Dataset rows
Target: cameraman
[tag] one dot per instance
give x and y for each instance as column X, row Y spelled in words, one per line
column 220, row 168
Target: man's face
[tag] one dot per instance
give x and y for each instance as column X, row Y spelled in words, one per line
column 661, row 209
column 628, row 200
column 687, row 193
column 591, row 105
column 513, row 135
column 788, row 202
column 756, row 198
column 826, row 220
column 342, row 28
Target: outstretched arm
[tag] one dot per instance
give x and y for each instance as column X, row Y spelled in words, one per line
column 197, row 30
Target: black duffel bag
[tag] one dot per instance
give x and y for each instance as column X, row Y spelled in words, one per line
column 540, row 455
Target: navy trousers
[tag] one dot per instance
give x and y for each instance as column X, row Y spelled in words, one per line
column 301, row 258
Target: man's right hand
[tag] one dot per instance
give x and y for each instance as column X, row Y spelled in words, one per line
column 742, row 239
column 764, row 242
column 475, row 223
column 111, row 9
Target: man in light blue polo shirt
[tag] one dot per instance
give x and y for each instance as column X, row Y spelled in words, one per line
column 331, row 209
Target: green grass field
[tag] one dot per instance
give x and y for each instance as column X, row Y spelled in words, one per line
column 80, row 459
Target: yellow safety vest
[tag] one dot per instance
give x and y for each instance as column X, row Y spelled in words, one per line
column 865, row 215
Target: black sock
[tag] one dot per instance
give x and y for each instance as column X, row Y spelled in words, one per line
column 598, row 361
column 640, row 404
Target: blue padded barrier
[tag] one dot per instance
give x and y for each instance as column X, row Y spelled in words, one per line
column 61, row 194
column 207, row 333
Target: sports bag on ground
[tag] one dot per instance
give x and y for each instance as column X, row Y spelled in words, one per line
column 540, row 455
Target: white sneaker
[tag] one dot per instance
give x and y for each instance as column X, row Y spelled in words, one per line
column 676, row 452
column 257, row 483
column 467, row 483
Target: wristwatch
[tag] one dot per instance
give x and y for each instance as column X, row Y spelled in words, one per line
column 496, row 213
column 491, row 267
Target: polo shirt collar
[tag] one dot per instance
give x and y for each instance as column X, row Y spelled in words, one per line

JOB: Can you retype all of the material above, keeping every line unchanged?

FINAL RESULT:
Target: cameraman
[tag] one dot per instance
give x and y for each instance as column X, row Y spelled in words, one per line
column 220, row 168
Target: man's face
[tag] one dot per instance
give x and y for each instance as column X, row Y spelled in words, one per line
column 661, row 209
column 628, row 200
column 687, row 193
column 591, row 105
column 513, row 135
column 788, row 202
column 756, row 198
column 826, row 220
column 342, row 28
Target: outstretched arm
[tag] one dot per instance
give x and y for each instance as column X, row Y spelled in words, one per line
column 197, row 30
Target: black duffel bag
[tag] one dot per instance
give x and y for each instance as column X, row Y spelled in words, one per line
column 540, row 455
Target: navy trousers
[tag] one dot per instance
give x and y for each instance as column X, row Y spelled in words, one per line
column 301, row 258
Target: man's right hand
[tag] one dot per instance
give x and y for each instance as column X, row Y spelled in words, one per line
column 742, row 239
column 764, row 242
column 475, row 223
column 111, row 9
Target: man in light blue polo shirt
[tag] one dot per instance
give x and y for each instance as column X, row Y spelled in words, one per line
column 331, row 209
Target: green grass field
[tag] one dot per instance
give x and y for each instance as column X, row Y spelled in words, one per line
column 80, row 459
Target: yellow safety vest
[tag] one dot per instance
give x and y for each instance as column X, row Y spelled in words, one per line
column 865, row 215
Target: black sock
[tag] one dot per instance
give x and y for each instance as column X, row Y spelled in words, one per line
column 598, row 361
column 640, row 404
Target: blue padded barrier
[tag] one dot per instance
give x and y for each instance as column X, row Y spelled in words, one per line
column 61, row 194
column 207, row 333
Target: sports bag on ground
[tag] one dot per instance
give x and y for each instance as column X, row Y spelled in words, one per line
column 540, row 455
Target: white sneaker
[tag] one dot per instance
give x and y for each instance as column X, row Y spelled in words, one per line
column 676, row 452
column 257, row 483
column 467, row 483
Target: wristwatch
[tag] one dot per instance
give x and y for each instance as column X, row Y spelled in words, one per line
column 496, row 213
column 491, row 267
Target: polo shirt collar
[tag] one dot per instance
give x and y for each instance as column X, row Y spelled in words, one per line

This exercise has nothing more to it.